=== Section Start ===

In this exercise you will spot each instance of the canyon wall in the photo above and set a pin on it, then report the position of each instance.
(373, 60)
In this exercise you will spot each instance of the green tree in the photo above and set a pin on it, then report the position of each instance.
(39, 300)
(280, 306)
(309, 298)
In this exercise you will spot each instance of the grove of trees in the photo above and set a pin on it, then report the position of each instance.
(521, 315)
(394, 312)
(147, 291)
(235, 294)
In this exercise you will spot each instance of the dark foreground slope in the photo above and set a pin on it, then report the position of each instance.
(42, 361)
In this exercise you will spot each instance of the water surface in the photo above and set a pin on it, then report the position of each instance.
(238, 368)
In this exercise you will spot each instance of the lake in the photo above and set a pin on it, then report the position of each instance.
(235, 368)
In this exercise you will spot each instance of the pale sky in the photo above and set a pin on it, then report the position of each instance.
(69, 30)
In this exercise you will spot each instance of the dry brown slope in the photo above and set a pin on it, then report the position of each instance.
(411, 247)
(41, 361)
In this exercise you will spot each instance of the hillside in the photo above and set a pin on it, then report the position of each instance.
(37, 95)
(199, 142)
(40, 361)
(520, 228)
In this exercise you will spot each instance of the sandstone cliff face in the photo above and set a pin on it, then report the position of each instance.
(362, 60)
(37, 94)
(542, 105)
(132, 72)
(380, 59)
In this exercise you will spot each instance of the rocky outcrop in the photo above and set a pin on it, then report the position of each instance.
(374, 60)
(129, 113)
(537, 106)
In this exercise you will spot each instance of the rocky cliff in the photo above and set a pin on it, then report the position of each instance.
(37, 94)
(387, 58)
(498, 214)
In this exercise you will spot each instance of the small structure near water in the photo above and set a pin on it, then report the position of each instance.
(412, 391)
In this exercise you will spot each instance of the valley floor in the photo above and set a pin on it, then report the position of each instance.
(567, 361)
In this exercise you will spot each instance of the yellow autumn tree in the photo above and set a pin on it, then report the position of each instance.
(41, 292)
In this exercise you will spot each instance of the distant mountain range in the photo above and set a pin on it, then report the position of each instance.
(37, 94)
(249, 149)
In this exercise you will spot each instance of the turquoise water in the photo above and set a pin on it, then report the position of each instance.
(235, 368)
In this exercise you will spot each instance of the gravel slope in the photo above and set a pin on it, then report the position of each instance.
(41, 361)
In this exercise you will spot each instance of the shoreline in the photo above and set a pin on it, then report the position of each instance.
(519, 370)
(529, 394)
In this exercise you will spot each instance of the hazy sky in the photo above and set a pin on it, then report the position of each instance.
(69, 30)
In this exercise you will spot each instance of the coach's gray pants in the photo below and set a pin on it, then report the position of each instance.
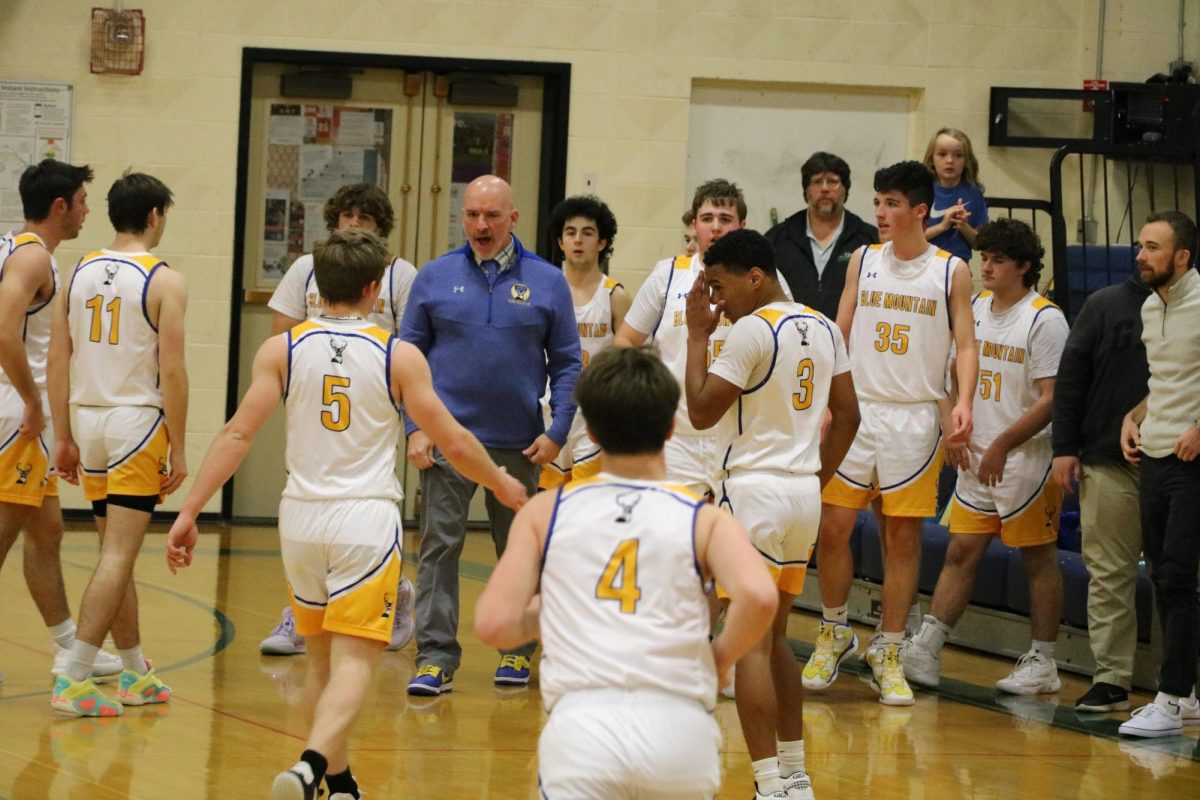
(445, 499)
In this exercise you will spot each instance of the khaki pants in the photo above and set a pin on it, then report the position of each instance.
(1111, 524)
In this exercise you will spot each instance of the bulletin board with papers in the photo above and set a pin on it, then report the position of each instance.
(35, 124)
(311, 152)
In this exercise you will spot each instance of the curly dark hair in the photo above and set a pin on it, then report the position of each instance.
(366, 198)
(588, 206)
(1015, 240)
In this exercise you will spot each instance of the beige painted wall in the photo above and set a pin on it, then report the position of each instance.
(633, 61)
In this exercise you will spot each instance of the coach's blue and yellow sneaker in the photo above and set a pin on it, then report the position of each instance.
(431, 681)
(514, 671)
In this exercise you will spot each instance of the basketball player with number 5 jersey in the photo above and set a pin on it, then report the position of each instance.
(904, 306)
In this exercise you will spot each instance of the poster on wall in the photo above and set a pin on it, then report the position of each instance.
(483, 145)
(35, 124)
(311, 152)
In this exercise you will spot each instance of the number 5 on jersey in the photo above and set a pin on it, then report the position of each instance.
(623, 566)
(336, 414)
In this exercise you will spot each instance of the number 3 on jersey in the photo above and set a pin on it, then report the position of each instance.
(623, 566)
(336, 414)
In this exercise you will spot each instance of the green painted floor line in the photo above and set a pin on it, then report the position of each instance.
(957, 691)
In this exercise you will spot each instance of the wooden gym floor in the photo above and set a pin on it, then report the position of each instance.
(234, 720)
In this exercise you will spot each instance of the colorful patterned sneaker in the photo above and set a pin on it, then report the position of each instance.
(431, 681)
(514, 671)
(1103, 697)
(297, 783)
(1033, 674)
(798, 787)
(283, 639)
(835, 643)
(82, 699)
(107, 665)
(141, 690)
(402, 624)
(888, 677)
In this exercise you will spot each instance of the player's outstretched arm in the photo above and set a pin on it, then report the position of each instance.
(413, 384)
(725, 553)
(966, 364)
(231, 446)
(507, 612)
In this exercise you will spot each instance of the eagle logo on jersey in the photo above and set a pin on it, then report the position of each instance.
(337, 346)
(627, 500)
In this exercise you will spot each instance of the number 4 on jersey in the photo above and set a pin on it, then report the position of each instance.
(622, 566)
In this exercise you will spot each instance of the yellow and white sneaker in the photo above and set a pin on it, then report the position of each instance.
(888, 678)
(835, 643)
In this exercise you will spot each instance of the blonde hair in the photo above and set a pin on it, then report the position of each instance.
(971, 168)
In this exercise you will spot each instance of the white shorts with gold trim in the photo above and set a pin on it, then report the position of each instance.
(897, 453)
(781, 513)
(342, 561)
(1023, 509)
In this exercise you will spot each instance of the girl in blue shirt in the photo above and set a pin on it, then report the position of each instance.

=== Section End ===
=== Section Start ===

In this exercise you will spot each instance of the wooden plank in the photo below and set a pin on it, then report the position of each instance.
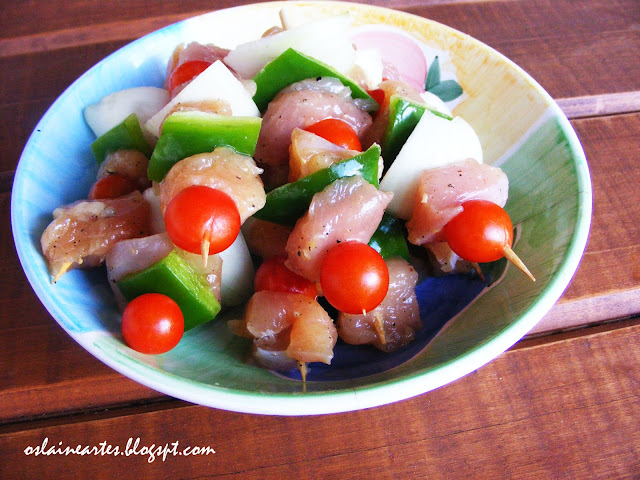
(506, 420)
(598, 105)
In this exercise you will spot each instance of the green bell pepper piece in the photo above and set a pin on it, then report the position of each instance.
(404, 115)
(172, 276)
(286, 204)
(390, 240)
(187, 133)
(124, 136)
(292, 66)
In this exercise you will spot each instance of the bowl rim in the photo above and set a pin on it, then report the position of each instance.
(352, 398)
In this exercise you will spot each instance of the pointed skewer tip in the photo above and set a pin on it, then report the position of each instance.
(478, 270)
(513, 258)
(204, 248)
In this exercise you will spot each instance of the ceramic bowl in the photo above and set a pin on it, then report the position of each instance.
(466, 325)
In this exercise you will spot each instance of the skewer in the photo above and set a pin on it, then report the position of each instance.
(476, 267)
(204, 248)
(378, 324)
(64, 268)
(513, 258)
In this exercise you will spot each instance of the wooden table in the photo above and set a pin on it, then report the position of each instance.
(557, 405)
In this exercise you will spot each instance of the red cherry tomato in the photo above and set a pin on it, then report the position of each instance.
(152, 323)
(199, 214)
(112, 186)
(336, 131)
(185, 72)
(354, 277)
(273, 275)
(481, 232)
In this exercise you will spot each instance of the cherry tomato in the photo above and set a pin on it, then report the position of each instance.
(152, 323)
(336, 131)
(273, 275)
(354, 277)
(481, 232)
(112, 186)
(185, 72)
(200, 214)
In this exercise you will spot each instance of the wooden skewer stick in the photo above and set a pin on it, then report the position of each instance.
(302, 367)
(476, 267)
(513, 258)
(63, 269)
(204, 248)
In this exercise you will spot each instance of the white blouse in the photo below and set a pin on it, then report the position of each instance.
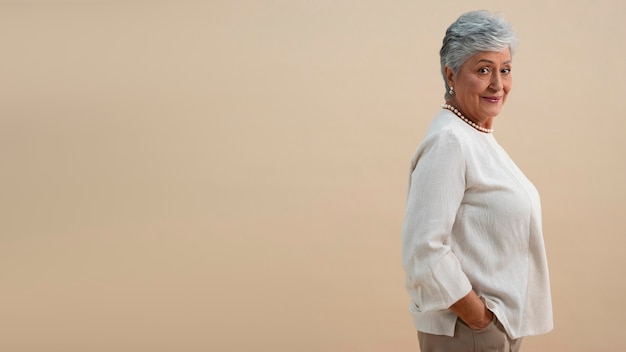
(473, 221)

=== Section End ===

Please output exactly the lines between the one holding "In this exercise you will spot each instance of the blonde" and the one holding "In this exercise you will spot each instance of the girl" in the records above, inclusive, and nothing more.

In this exercise you will spot each instance of the blonde hair in the photo above and set a pin on it, then report the position of each instance.
(971, 168)
In this exercise you will spot each instance of the white shorts with gold trim in the photo above and set a pin on it, then report the position of each instance.
(897, 453)
(781, 513)
(342, 561)
(1023, 509)
In this exercise you will spot each instance of the girl in blue shirt in the photo above and set a pin on it, then report the position of each instance.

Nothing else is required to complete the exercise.